**Short problem**.
From the items below, copy out word for word the lines starting at the one that contains "the metal pole" and ending after the one that contains "[(426, 132), (206, 191)]".

**Records for this task**.
— Begin —

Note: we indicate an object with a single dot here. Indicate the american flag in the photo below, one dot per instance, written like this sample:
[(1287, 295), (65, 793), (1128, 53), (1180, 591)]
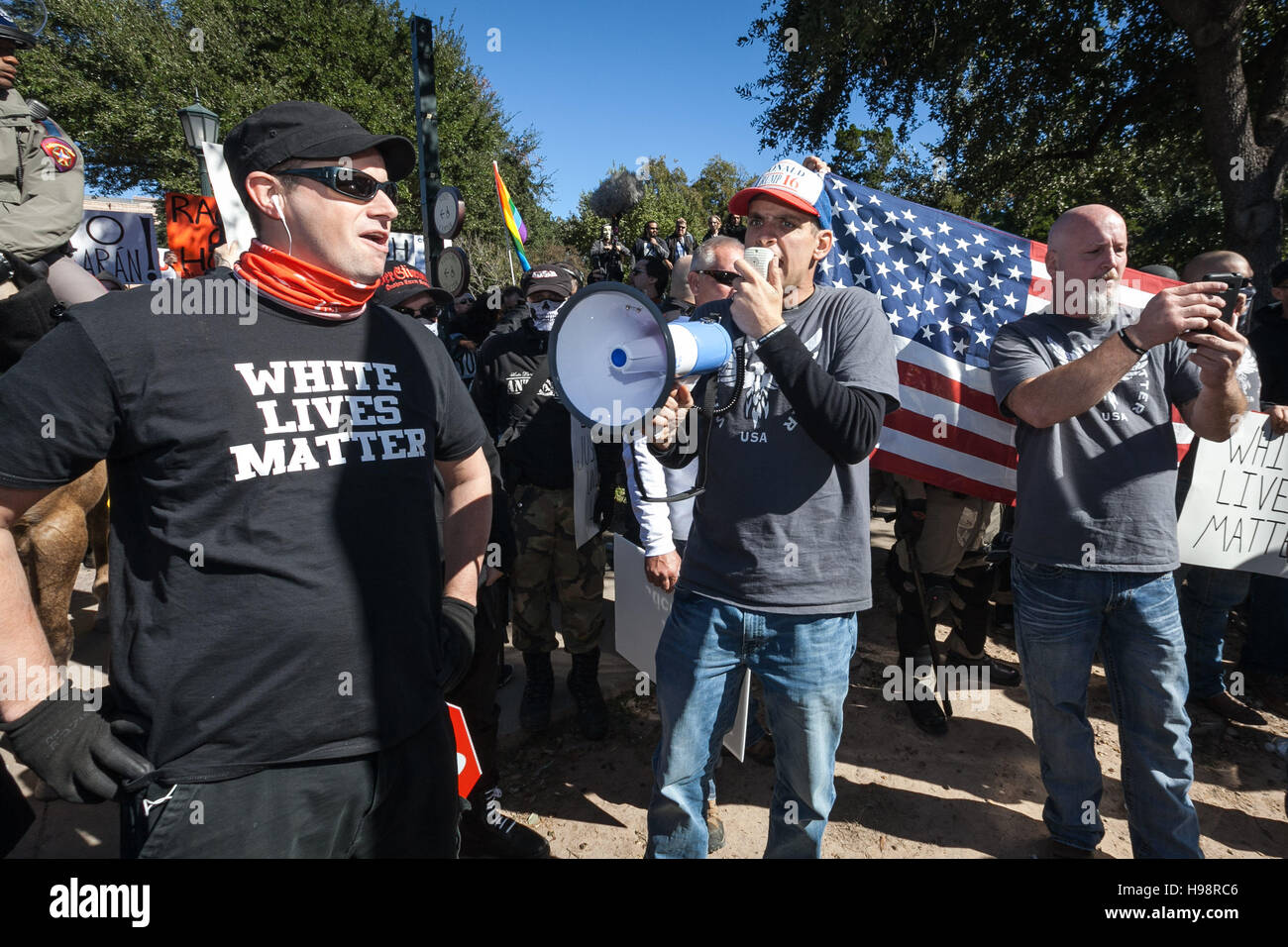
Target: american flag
[(947, 285)]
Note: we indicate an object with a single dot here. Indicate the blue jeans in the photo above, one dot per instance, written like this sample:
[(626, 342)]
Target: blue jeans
[(804, 667), (1265, 650), (1206, 600), (1061, 617)]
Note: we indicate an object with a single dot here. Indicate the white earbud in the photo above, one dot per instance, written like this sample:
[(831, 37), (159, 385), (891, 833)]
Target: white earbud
[(275, 200)]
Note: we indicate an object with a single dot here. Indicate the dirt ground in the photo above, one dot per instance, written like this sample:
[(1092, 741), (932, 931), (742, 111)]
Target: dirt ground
[(901, 792)]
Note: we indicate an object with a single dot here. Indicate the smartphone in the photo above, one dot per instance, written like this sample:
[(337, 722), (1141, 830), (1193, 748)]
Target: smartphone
[(1234, 283)]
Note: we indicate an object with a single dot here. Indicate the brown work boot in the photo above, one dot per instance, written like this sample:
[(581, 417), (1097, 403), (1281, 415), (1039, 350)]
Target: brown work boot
[(715, 827)]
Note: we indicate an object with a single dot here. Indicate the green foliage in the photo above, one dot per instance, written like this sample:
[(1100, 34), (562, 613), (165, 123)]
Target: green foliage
[(668, 195), (1042, 106), (114, 72)]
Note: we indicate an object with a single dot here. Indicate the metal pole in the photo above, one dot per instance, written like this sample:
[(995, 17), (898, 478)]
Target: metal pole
[(426, 132), (206, 191)]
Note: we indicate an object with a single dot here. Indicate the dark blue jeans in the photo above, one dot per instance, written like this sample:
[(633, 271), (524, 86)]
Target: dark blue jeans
[(1206, 600), (804, 665), (1061, 617), (1265, 651)]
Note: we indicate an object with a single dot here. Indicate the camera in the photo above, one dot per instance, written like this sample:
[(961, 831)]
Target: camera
[(1234, 282)]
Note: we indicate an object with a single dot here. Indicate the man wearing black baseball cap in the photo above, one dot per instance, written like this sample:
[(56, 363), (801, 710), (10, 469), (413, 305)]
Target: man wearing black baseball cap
[(406, 289), (519, 406), (282, 633)]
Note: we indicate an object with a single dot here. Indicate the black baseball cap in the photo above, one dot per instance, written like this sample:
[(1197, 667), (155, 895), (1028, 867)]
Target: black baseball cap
[(400, 282), (307, 131), (550, 275)]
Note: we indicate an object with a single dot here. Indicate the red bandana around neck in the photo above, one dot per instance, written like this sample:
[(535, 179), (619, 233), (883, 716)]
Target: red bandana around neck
[(301, 285)]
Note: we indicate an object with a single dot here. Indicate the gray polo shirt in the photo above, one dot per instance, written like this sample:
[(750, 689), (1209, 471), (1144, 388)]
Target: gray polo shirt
[(1096, 491)]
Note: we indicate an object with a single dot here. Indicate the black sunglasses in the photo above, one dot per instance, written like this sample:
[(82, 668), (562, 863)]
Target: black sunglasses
[(349, 182), (721, 275)]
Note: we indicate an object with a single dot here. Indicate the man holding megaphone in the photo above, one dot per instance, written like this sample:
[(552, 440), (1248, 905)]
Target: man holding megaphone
[(778, 562)]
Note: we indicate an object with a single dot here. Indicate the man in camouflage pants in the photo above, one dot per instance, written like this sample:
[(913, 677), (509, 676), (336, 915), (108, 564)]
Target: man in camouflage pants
[(533, 429)]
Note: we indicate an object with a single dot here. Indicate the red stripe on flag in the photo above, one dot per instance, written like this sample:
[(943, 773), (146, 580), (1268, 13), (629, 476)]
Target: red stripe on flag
[(892, 463), (932, 382), (953, 437)]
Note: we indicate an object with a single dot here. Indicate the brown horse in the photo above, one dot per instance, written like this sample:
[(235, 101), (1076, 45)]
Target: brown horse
[(52, 538)]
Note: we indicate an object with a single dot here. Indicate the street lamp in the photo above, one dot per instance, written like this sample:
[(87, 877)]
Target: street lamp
[(200, 125)]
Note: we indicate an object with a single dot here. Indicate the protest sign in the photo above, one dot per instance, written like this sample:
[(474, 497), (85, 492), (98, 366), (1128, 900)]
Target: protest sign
[(237, 226), (410, 249), (585, 482), (120, 244), (1235, 515), (193, 230), (639, 616)]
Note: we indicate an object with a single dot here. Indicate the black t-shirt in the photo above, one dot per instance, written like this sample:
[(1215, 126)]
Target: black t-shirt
[(275, 578), (1269, 342)]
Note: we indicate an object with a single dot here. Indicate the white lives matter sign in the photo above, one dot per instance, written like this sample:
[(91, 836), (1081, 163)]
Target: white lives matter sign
[(585, 482), (1235, 515), (639, 616)]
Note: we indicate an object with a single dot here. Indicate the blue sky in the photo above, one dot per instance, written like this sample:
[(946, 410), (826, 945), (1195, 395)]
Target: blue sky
[(606, 82)]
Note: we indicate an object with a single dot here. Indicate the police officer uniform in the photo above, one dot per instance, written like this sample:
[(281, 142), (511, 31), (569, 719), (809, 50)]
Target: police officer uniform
[(42, 188)]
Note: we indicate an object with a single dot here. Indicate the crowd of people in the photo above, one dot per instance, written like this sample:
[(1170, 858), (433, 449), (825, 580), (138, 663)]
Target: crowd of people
[(380, 480)]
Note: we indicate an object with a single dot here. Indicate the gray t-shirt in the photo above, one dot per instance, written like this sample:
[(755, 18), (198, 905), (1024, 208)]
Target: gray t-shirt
[(1096, 491), (782, 527)]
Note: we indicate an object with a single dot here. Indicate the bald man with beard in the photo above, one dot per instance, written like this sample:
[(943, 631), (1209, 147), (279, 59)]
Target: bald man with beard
[(1091, 384)]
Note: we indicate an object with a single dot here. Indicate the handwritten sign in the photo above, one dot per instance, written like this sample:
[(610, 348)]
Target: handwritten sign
[(119, 244), (237, 226), (1235, 515), (193, 230), (639, 615), (410, 249), (585, 482)]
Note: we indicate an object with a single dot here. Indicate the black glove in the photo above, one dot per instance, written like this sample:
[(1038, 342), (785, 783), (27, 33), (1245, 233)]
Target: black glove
[(605, 504), (458, 635), (75, 750), (911, 521)]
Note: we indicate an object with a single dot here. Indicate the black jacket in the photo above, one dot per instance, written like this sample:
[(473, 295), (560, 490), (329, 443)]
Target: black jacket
[(541, 454), (1269, 343)]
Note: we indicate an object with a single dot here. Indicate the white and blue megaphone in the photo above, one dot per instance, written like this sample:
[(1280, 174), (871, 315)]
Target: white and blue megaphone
[(613, 359)]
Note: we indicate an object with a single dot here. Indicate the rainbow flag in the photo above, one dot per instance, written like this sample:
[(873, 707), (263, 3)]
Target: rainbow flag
[(513, 222)]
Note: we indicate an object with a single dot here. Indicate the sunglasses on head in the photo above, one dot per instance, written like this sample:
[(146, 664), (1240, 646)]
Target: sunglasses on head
[(348, 182), (426, 311)]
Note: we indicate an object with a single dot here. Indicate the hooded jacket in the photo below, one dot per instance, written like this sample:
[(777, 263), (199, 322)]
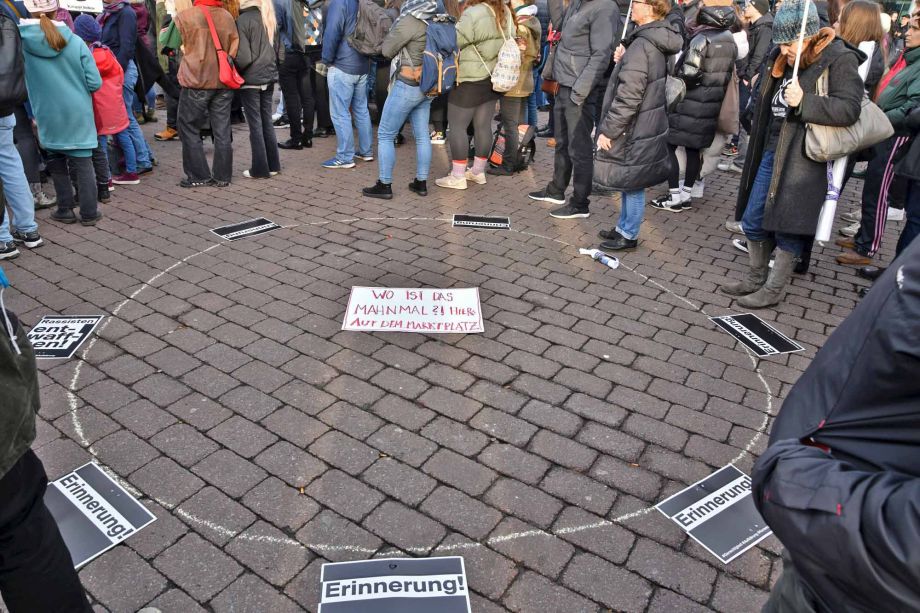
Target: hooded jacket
[(839, 483), (707, 69), (590, 32), (635, 112), (60, 84), (799, 185)]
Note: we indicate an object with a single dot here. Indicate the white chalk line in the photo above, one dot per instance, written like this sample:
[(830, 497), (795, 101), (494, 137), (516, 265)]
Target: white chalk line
[(328, 548)]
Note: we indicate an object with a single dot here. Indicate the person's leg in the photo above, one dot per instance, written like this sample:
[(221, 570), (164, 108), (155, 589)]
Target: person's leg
[(36, 570), (219, 113), (192, 117)]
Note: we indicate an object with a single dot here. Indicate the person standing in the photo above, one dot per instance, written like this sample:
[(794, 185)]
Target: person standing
[(61, 76), (257, 62), (204, 98), (347, 80), (632, 144), (405, 41), (590, 33)]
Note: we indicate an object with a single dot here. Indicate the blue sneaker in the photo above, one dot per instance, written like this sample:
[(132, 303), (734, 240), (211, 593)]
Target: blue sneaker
[(334, 163)]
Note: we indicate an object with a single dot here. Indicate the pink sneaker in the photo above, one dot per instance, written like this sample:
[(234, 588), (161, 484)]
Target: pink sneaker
[(126, 178)]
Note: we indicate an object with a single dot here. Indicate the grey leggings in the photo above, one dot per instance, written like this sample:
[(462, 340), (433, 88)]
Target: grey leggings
[(459, 120)]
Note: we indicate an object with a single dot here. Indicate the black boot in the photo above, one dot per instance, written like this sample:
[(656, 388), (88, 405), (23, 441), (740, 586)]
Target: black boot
[(380, 190)]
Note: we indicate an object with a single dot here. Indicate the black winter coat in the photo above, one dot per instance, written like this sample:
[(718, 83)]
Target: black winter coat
[(799, 185), (257, 57), (635, 115), (706, 68), (839, 484)]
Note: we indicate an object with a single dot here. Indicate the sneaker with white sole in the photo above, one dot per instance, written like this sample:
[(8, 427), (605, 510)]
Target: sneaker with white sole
[(451, 182)]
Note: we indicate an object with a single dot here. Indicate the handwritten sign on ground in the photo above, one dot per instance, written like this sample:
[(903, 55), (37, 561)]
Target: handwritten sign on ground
[(434, 311), (395, 585), (756, 334), (719, 513), (60, 337), (93, 512), (245, 229)]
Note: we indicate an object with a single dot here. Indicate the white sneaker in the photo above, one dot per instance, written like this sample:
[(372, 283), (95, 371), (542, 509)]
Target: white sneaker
[(451, 182), (479, 179)]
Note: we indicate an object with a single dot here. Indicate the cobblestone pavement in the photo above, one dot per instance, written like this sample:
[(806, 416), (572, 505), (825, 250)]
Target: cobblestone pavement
[(221, 388)]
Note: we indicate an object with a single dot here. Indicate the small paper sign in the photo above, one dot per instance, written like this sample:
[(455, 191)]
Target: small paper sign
[(719, 513), (93, 512), (395, 585), (433, 311), (60, 337)]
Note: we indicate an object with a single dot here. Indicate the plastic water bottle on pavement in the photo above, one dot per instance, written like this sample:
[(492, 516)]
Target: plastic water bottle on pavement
[(607, 260)]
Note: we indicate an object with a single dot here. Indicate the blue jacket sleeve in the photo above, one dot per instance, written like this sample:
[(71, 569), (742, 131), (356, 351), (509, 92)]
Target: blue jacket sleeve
[(334, 30)]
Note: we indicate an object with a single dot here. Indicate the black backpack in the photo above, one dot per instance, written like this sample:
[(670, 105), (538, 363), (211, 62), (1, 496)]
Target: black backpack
[(12, 69)]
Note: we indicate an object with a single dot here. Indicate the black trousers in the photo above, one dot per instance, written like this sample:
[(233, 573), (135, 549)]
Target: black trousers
[(574, 159), (257, 105), (196, 108), (36, 571)]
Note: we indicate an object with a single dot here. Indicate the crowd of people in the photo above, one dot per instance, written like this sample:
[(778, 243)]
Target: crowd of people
[(639, 94)]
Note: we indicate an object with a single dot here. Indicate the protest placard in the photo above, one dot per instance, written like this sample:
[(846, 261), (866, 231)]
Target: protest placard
[(435, 311), (60, 337), (719, 513), (395, 585), (93, 512)]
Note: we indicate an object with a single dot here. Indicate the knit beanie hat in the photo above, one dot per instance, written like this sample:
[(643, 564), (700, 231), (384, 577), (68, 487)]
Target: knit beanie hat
[(86, 28), (788, 21)]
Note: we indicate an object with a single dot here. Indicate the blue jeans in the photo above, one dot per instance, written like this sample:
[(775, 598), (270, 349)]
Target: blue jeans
[(632, 212), (752, 222), (141, 151), (15, 185), (347, 91), (404, 102)]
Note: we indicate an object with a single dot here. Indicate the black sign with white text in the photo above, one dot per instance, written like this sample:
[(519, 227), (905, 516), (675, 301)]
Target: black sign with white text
[(719, 513), (395, 585), (756, 334)]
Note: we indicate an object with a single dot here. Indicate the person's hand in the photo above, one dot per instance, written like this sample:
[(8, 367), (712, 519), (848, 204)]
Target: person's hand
[(793, 94)]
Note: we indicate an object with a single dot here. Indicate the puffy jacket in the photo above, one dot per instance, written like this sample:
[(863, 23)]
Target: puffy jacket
[(19, 402), (59, 85), (199, 68), (707, 69), (839, 483), (478, 31), (760, 41), (590, 32), (799, 185), (255, 58), (635, 112), (108, 101)]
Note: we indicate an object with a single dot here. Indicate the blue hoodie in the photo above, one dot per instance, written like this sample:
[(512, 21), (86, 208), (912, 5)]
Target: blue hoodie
[(60, 84)]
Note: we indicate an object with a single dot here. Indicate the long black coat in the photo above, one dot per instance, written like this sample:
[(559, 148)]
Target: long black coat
[(635, 115), (847, 507), (799, 185), (707, 68)]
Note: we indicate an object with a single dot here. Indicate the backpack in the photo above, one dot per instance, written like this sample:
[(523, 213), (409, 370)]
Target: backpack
[(439, 63), (371, 27), (12, 66)]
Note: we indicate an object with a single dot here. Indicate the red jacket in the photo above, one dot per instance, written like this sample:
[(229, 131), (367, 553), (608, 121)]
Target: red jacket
[(108, 103)]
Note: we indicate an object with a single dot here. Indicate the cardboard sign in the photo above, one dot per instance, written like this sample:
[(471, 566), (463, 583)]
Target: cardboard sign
[(82, 6), (395, 585), (93, 512), (245, 229), (400, 309), (479, 221), (60, 337), (756, 334), (719, 514)]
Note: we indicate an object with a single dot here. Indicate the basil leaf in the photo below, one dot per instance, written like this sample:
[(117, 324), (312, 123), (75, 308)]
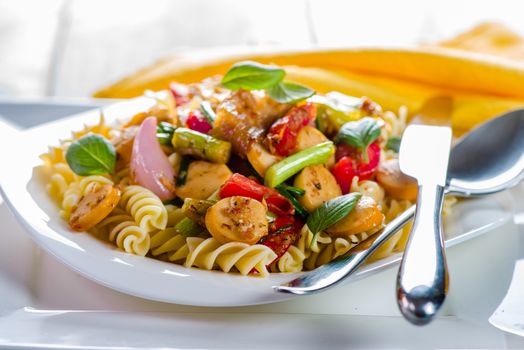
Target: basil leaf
[(164, 133), (207, 111), (91, 155), (330, 212), (359, 134), (289, 92), (295, 191), (394, 143), (252, 76), (182, 171)]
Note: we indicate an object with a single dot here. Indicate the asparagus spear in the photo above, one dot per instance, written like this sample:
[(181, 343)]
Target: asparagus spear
[(188, 228), (291, 165), (199, 145)]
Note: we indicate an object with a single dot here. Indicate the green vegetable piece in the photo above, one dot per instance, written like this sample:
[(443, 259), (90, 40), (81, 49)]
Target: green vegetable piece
[(285, 92), (182, 172), (283, 170), (331, 212), (207, 112), (251, 75), (359, 134), (394, 143), (91, 155), (337, 108), (188, 228), (196, 209), (295, 191), (164, 133), (200, 145)]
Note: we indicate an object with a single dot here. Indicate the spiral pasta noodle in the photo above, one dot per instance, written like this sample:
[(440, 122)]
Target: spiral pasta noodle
[(145, 207), (368, 188), (76, 190), (121, 228), (292, 260), (209, 254)]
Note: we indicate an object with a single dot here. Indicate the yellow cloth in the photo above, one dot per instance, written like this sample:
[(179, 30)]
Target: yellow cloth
[(482, 69)]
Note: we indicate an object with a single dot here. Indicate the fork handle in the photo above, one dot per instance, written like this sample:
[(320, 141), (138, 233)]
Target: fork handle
[(422, 281)]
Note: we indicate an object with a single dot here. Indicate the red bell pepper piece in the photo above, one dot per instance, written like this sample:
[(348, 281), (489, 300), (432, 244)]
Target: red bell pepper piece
[(350, 164), (239, 185), (283, 232), (197, 122), (282, 136)]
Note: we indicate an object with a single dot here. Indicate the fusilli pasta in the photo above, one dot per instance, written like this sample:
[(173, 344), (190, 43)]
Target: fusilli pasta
[(145, 207), (209, 253)]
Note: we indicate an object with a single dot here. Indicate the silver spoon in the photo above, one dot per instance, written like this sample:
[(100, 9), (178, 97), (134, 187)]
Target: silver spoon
[(489, 159)]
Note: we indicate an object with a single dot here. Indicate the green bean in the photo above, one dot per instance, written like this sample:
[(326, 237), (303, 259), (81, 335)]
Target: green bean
[(202, 146), (196, 209), (188, 228), (291, 165)]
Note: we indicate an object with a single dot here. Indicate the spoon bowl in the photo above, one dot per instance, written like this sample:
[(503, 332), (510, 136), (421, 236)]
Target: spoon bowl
[(488, 159), (477, 166)]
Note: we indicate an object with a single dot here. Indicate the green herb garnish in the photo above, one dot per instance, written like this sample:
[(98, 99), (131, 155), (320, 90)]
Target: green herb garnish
[(164, 133), (91, 155), (182, 172), (250, 75), (359, 134), (207, 112), (394, 143), (284, 92), (331, 212), (296, 191)]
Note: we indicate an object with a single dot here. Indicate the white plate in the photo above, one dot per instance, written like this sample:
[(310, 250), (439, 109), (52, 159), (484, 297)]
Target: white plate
[(156, 280)]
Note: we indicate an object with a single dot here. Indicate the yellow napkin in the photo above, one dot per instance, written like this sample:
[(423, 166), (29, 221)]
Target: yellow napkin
[(482, 69)]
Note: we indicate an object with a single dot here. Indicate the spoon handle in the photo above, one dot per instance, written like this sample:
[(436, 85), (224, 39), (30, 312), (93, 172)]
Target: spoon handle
[(422, 281), (336, 271)]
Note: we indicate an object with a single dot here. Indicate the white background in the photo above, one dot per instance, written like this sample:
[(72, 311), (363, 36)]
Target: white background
[(73, 47)]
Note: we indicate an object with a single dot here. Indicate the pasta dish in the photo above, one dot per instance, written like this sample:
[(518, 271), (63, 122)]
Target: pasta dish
[(245, 173)]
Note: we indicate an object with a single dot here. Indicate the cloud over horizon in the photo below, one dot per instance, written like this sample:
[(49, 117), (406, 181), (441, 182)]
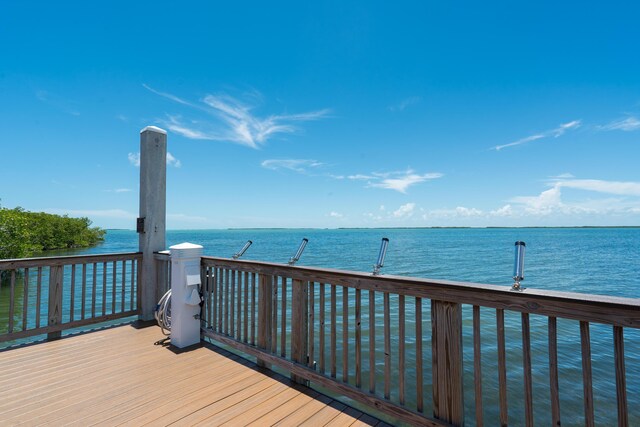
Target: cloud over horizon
[(233, 120), (296, 165)]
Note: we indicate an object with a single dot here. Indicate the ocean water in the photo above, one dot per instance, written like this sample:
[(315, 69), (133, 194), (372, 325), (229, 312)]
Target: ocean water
[(585, 260)]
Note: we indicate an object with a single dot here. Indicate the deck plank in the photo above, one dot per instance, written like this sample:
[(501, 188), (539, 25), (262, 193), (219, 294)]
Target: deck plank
[(117, 376)]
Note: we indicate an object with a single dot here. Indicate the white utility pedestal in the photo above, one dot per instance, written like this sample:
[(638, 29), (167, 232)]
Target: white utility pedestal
[(185, 299)]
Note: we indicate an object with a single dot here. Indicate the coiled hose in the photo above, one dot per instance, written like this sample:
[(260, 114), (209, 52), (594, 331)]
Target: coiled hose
[(163, 313)]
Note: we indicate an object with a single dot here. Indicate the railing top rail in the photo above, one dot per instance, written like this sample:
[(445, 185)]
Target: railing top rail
[(619, 311), (10, 264)]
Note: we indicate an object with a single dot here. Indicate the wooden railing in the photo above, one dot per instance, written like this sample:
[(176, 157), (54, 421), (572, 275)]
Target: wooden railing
[(49, 295), (396, 343)]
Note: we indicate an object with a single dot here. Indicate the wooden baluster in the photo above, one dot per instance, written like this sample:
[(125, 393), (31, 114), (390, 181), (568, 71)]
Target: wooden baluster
[(239, 307), (226, 301), (419, 368), (502, 368), (55, 300), (283, 319), (94, 290), (358, 339), (585, 343), (139, 284), (477, 365), (274, 316), (232, 300), (73, 292), (553, 372), (246, 306), (265, 305), (333, 331), (526, 366), (621, 381), (299, 326), (345, 334), (401, 348), (253, 308), (322, 328), (387, 346), (311, 325), (220, 301), (38, 296), (372, 342), (104, 288), (446, 328), (12, 297), (25, 300), (113, 287), (132, 296), (124, 285), (84, 292), (83, 304)]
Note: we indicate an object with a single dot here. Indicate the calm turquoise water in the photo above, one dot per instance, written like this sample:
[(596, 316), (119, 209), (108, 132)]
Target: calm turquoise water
[(598, 261)]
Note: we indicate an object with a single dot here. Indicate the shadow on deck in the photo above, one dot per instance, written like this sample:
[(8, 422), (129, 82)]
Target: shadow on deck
[(118, 376)]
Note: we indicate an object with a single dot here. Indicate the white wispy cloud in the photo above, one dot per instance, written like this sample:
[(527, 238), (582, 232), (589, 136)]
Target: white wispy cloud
[(402, 105), (233, 120), (618, 188), (627, 124), (405, 210), (134, 159), (555, 133), (172, 161), (401, 181), (360, 177), (550, 201), (296, 165)]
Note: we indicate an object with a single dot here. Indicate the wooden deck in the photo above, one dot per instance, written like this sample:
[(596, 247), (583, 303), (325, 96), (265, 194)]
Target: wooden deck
[(118, 376)]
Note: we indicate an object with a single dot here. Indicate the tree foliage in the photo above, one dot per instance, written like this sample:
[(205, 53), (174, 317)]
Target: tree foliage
[(24, 234)]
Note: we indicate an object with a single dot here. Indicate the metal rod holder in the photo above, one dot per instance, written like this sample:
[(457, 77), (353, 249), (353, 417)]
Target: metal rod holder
[(296, 257), (243, 250), (381, 256), (518, 266)]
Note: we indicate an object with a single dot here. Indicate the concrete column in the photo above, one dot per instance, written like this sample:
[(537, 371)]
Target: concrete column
[(185, 298), (153, 212)]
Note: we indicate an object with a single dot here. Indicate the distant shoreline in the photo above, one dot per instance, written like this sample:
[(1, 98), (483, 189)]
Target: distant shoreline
[(393, 228)]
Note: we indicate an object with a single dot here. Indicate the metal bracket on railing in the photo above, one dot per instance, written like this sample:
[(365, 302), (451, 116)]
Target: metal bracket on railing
[(381, 256), (243, 250), (518, 268), (296, 257)]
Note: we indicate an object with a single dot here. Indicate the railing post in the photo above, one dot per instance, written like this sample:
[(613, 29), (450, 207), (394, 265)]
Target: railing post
[(152, 220), (55, 300), (299, 325), (265, 305), (446, 342)]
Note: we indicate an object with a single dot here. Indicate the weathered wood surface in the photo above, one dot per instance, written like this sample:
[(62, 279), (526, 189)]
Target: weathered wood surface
[(336, 386), (446, 338), (615, 311), (477, 366), (116, 382)]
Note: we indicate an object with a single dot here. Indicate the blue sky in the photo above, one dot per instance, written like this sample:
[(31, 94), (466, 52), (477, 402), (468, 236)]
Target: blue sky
[(330, 114)]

— End —

**Result of the exercise**.
Note: we indicate an object with a single dot here. Indicate the metal pole in the photo above, one dot per instance, written like this sample:
[(995, 17), (898, 478)]
Target: metal pole
[(426, 132), (206, 191)]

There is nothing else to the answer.